Filter this material down to the lines that hold "cloud", copying each one.

Information provided START

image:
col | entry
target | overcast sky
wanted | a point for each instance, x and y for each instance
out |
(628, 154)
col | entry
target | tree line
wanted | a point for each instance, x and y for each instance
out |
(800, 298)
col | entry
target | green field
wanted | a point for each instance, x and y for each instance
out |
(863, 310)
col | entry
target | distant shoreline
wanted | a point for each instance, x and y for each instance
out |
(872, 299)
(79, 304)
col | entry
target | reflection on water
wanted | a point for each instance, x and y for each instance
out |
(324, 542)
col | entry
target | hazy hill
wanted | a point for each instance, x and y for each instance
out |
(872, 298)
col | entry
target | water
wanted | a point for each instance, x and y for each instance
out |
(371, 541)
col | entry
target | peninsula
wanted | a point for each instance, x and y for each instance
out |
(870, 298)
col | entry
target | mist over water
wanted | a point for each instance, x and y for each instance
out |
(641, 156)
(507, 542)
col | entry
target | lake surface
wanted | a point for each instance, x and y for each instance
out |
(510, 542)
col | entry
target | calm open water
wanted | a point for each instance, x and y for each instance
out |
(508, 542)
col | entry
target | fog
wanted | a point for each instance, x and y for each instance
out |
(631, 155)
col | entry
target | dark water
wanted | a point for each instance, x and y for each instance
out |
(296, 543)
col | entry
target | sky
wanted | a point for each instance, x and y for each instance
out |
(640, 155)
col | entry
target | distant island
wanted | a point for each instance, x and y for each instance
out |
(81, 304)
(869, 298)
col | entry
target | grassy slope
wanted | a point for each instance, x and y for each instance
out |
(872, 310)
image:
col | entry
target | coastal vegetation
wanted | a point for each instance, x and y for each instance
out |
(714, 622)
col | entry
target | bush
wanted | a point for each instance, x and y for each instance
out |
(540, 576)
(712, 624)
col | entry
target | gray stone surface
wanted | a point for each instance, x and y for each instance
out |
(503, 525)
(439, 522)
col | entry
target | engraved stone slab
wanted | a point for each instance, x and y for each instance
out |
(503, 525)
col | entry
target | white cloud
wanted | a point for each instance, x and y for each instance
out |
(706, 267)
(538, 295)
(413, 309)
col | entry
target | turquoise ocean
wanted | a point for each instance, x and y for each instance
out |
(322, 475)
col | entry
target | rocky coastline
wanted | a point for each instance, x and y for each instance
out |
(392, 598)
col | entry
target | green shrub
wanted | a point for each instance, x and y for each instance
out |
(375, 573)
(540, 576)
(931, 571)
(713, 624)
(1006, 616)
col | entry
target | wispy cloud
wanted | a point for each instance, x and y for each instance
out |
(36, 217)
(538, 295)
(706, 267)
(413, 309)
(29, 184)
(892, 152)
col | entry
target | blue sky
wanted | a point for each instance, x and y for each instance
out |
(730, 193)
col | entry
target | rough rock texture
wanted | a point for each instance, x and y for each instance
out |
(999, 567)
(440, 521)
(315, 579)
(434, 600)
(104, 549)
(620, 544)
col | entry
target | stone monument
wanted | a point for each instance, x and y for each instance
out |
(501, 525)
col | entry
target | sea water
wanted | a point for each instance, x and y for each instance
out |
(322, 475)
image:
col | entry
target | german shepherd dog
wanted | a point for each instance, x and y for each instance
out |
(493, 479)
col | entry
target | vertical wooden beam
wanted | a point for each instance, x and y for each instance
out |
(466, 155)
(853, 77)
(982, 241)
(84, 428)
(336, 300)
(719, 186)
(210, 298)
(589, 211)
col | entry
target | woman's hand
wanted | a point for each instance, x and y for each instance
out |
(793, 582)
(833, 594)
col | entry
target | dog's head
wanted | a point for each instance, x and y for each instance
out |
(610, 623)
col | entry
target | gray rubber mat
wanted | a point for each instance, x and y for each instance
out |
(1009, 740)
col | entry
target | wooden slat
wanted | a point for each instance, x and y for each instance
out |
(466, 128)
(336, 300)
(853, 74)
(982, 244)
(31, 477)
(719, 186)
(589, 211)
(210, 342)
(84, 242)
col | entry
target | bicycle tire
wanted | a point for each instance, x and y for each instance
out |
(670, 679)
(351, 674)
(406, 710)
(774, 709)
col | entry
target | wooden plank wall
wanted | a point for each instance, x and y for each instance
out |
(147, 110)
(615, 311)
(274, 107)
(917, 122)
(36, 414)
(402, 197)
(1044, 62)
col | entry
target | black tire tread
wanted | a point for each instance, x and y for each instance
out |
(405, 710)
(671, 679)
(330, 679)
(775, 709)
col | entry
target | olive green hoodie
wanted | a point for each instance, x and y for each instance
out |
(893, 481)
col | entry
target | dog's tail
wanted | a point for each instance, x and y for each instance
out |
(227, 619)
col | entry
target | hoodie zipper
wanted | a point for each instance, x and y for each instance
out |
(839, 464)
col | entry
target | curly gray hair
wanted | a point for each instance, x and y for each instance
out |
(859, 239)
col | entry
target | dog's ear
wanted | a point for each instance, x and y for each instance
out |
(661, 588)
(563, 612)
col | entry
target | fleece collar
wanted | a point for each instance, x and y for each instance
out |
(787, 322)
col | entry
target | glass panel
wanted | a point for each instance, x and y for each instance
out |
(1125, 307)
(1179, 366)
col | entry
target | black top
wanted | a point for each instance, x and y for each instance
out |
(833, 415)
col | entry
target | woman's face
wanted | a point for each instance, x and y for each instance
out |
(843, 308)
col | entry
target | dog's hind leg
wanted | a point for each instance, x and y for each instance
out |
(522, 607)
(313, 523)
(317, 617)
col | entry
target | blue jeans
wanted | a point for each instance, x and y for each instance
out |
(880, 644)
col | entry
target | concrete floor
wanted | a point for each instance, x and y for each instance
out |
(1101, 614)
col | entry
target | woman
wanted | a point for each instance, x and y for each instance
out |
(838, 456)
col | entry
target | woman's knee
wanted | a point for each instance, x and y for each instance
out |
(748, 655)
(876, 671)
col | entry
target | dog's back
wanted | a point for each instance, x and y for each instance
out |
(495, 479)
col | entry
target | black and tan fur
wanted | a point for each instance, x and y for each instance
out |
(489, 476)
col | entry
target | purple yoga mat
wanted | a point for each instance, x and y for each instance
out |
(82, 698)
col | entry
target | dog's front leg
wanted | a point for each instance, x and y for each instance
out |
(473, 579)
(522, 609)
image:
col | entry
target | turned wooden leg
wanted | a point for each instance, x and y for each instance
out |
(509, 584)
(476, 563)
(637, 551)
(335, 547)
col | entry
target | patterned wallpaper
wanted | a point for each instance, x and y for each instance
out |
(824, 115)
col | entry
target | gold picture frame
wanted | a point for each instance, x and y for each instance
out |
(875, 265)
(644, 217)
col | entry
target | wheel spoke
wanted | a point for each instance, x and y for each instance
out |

Information provided END

> **Solution to this task**
target | white cloud
target | wispy cloud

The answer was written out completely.